DATA PROVIDED:

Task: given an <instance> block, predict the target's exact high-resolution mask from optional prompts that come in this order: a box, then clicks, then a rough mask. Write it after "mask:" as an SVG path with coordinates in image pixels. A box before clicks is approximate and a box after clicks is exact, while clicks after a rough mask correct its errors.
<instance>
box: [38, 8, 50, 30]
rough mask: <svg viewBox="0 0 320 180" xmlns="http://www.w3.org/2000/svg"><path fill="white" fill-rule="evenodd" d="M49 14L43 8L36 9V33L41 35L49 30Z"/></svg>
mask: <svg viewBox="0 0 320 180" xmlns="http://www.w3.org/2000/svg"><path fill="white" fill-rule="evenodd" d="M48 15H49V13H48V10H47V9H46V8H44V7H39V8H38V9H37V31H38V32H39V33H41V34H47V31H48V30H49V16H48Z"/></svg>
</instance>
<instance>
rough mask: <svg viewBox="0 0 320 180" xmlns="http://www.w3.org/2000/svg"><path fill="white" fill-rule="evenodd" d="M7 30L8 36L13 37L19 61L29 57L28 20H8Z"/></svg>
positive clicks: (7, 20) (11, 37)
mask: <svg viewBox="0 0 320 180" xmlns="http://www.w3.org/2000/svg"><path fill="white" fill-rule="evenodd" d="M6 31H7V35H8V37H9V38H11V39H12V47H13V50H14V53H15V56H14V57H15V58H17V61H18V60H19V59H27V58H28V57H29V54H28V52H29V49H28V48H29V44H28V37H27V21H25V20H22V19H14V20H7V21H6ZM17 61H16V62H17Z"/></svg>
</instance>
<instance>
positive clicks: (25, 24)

WHAT THE EXERCISE ASKS:
Return every line of the records above without any change.

RESPONSE TO THIS TASK:
Task: given an <instance> block, predict the target's exact high-resolution mask from optional prompts that come in this order: a box, then clicks, then a rough mask. Write it after "mask:" as an SVG path with coordinates in image pixels. A box before clicks is approximate and a box after clicks is exact, while clicks after a rough mask correct its errors.
<instance>
box: [38, 8, 50, 30]
rough mask: <svg viewBox="0 0 320 180" xmlns="http://www.w3.org/2000/svg"><path fill="white" fill-rule="evenodd" d="M49 14L43 8L36 9V33L41 35L49 30Z"/></svg>
mask: <svg viewBox="0 0 320 180" xmlns="http://www.w3.org/2000/svg"><path fill="white" fill-rule="evenodd" d="M48 15H49V13H48V10H47V9H46V8H44V7H39V8H38V9H37V31H38V32H39V33H41V34H47V31H48V30H49V16H48Z"/></svg>
</instance>
<instance>
rough mask: <svg viewBox="0 0 320 180" xmlns="http://www.w3.org/2000/svg"><path fill="white" fill-rule="evenodd" d="M7 30L8 36L13 37L19 61L29 57L28 20H8Z"/></svg>
positive clicks: (7, 20) (11, 37)
mask: <svg viewBox="0 0 320 180" xmlns="http://www.w3.org/2000/svg"><path fill="white" fill-rule="evenodd" d="M6 31H7V35H8V37H9V38H11V39H12V47H13V50H14V53H15V56H14V57H15V58H17V61H18V60H19V59H27V58H28V57H29V54H28V52H29V49H28V48H29V44H28V37H27V21H25V20H22V19H14V20H7V21H6ZM17 61H16V62H17Z"/></svg>
</instance>
<instance>
positive clicks: (25, 24)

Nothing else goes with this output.